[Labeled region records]
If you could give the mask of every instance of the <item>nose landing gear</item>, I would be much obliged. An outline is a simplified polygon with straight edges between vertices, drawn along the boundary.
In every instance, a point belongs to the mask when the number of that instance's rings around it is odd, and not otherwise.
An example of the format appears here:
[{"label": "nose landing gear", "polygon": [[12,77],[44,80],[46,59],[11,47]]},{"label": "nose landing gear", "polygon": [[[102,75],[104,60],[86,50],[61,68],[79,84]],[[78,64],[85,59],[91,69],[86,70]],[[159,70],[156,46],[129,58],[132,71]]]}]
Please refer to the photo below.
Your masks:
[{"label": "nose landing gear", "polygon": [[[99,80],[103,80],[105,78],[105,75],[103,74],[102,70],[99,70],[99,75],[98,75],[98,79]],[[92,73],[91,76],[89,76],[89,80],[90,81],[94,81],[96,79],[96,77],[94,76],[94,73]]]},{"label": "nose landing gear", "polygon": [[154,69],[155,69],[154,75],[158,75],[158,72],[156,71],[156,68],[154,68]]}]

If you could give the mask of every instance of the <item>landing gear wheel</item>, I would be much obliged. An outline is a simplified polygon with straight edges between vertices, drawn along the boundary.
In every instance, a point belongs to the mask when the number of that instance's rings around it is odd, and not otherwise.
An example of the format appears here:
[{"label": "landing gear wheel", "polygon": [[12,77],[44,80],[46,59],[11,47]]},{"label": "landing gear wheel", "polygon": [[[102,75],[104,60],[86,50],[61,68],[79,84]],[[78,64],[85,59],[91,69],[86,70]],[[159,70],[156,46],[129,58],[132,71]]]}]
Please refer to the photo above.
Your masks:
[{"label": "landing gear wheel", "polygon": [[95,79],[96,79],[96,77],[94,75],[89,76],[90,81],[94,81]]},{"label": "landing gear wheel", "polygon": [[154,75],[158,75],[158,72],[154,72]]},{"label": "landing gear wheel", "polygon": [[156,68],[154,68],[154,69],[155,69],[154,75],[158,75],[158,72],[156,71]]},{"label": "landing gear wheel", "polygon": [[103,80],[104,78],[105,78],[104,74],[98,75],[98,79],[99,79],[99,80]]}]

▸ WRITTEN PROBLEM
Gather every line of the records above that contains the string "refer", and copy each one.

▸ RESPONSE
Please refer to the photo below.
Please refer to the photo above.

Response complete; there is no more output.